EXERCISE TASK - Condense the paragraph of the source text that begins "You're passing RBP as the pointer" into a short bulleted list that keeps its main facts.
# Start of SOURCE TEXT
After pushing stuff on the stack, use mov %rsp, %rdi. RSP (the current stack pointer) is what's pointing to your newly-pushed struct, not RBP (the frame pointer). lea (%rsp), %rdi is a less-efficient way to write that, but would also work.

You're passing RBP as the pointer, but it still points to the saved RBP value from making a "stack frame". Note that is _start, not a function, so you're really just terminating the linked list of saved-RBP values. The System V ABI recommends doing this by explicitly setting RBP to zero, but Linux zeros registers (other than RSP) on process startup so this works.

Anyway, at _start, (rsp) is argc, and then you push a 0 (the saved RBP) and set RBP to point there. So the struct you're passing to sys_nanosleep is {0, argc}. Or argc nanoseconds. (Test with strace to see if I got this right; I didn't try it.)


This is what you should do:

pushq $0    #0 nanoseconds
pushq $2    #2 seconds

### RSP instead of RBP in the next instruction:
mov   %rsp, %rdi    #the time structure we just pushed
mov   $35, %eax     #SYS_nanosleep
xor   %esi, %esi    #rem=NULL, we don't care if we wake early
syscall
 # RSP is 16 bytes lower than it was before this fragment, in case that matters for later code.
# End of SOURCE TEXT
# Start of RECORDED INFORMATION
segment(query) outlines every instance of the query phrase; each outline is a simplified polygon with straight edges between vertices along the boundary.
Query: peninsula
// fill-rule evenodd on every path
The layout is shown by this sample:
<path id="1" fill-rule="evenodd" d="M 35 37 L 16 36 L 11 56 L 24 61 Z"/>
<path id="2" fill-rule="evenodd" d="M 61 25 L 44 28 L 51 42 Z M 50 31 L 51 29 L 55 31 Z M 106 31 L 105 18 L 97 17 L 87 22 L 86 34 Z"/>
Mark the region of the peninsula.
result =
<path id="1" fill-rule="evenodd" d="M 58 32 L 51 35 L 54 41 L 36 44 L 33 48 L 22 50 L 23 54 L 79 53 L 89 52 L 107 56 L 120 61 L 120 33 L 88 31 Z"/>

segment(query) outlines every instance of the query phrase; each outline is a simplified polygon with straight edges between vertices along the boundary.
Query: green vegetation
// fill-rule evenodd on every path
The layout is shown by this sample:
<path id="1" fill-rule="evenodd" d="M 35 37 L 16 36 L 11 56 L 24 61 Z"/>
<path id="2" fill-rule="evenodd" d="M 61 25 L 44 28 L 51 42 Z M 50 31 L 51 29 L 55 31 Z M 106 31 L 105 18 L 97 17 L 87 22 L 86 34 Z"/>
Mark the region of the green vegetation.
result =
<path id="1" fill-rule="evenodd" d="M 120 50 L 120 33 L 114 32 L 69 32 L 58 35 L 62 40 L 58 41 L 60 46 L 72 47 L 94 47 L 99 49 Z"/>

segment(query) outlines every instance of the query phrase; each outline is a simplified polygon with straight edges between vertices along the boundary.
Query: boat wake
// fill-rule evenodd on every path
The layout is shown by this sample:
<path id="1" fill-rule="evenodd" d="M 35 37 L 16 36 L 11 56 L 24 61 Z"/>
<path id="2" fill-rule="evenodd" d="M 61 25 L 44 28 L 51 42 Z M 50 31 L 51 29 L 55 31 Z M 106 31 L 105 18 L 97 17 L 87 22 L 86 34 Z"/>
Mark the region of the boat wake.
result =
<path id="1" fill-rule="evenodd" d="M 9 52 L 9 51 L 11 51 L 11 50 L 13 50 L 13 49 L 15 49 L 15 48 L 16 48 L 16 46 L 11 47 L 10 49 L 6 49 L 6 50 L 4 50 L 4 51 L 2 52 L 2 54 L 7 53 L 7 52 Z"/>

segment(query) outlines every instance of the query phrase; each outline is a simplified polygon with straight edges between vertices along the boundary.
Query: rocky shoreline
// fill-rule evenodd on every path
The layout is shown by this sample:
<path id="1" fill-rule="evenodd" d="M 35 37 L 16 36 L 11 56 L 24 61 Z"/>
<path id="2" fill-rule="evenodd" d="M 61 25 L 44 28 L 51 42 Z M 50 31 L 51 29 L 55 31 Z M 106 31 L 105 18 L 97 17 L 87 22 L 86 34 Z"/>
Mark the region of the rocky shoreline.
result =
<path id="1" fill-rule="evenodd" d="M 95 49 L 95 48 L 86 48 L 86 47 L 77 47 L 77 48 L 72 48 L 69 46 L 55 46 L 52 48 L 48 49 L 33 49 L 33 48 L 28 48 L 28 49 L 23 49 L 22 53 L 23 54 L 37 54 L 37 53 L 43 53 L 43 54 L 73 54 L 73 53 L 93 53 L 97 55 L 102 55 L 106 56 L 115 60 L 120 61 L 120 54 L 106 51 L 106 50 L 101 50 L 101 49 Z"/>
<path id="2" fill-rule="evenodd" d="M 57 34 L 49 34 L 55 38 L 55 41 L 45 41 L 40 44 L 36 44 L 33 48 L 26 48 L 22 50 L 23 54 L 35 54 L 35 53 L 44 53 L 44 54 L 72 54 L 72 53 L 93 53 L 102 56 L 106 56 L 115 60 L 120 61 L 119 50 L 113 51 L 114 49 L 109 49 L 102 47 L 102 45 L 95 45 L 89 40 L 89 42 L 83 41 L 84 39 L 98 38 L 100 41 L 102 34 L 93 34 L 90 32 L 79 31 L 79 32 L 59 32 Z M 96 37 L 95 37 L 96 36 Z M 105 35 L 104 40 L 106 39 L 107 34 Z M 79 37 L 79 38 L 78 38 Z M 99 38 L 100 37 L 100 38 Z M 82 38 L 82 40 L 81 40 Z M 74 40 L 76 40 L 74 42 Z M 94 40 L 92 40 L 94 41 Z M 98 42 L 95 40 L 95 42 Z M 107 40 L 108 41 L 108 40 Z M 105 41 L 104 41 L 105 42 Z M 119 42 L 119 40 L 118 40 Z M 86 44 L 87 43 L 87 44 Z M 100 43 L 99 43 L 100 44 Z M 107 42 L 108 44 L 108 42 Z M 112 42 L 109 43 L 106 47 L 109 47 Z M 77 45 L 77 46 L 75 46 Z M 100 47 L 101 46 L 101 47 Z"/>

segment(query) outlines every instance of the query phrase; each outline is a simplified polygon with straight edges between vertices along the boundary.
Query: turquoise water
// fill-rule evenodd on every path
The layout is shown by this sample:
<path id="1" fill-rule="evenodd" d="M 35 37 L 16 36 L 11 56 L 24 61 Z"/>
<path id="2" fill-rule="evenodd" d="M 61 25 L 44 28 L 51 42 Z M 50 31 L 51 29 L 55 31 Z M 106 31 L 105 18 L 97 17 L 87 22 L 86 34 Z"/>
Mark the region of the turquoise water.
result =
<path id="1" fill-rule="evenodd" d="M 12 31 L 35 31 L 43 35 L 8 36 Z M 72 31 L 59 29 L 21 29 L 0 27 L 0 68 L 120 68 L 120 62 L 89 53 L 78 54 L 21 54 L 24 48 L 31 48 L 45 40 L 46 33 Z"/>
# End of RECORDED INFORMATION
OUTPUT -
- RBP is being passed as the pointer, but it still points to the saved RBP value from making a "stack frame."
- Since this is _start and not a function, that push only terminates the linked list of saved-RBP values.
- The System V ABI recommends doing this by explicitly setting RBP to zero.
- It works anyway because Linux zeros registers other than RSP on process startup.